> Given request 1
From the listing below, pull out every line containing the string "patch".

Enjoy these light and fluffy Danish Pancakes made with a gentle batter and filled with sweet fruit preserves. Perfect for a special breakfast or brunch, these pancakes are cooked in a classic Danish pancake pan to create thin, filled pockets that are golden brown on all sides. Serve warm with maple syrup and a sprinkle of powdered sugar for a delightful treat.

Ingredients

Dry Ingredients

  • 2 cups all-purpose flour
  • 1 3/4 tsp. baking powder
  • 1/2 tsp. kosher salt
  • 2 Tbsp. cane or granulated sugar

Wet Ingredients

  • 2 large eggs, yolks and whites separated
  • 2 cups whole milk
  • 4 Tbsp. unsalted butter, melted and lightly cooled
  • 1 1/2 tsp. pure vanilla extract, optional

For Filling and Serving

  • Fruit preserves, for filling
  • Maple syrup, for serving
  • Powdered sugar, for serving
  • Non-stick spray or additional melted butter, for cooking pan
  • Wooden skewers or chopsticks, for flipping

Instructions

  1. Mix Dry Ingredients: In a large bowl, whisk together the all-purpose flour, baking powder, kosher salt, and sugar until evenly combined.

(Pointing dataset excerpts)

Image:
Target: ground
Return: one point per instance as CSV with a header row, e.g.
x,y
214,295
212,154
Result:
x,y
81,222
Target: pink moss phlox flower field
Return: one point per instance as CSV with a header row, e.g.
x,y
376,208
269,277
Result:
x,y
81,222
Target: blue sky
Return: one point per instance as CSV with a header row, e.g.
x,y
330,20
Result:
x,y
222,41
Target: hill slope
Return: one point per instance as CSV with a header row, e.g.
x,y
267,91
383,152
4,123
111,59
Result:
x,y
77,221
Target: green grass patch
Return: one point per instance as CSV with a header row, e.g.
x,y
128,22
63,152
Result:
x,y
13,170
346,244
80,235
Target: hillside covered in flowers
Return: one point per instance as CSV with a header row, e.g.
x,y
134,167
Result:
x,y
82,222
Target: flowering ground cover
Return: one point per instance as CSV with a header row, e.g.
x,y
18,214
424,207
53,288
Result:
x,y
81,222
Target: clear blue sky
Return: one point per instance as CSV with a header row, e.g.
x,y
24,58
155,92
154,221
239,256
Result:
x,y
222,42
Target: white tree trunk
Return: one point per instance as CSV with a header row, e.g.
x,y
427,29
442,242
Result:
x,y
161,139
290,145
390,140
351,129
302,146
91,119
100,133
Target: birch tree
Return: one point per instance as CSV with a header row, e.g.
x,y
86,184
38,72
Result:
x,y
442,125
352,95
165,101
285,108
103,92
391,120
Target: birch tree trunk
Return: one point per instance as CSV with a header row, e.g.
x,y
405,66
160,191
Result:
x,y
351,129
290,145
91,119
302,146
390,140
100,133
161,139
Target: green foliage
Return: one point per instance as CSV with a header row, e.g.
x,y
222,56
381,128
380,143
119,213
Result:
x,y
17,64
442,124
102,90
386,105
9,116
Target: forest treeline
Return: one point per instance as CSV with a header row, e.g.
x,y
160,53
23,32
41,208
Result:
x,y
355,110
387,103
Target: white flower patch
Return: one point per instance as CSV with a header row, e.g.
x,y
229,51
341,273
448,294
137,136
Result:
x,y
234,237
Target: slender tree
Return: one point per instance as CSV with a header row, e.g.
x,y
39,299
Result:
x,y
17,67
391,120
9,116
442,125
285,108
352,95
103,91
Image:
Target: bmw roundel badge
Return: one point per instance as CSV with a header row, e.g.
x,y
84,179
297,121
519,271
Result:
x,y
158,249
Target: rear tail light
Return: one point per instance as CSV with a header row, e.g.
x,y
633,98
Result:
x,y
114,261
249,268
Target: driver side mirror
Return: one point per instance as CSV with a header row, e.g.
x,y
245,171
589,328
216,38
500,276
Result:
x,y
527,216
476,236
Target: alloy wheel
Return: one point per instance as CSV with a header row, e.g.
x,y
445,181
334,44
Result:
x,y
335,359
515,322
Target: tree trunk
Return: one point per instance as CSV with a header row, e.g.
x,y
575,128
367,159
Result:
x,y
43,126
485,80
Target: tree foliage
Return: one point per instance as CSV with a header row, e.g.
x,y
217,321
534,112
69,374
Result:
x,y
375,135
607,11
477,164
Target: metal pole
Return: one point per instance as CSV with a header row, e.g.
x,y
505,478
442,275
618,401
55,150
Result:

> Given request 2
Answer these questions using the Danish pancake recipe above:
(a) How much whole milk goes into the batter?
(b) What does the recipe list for flipping the pancakes?
(c) What kind of pan are the pancakes cooked in?

> Full output 1
Target: green grass patch
Target: white flower patch

> Full output 2
(a) 2 cups
(b) Wooden skewers or chopsticks
(c) A classic Danish pancake pan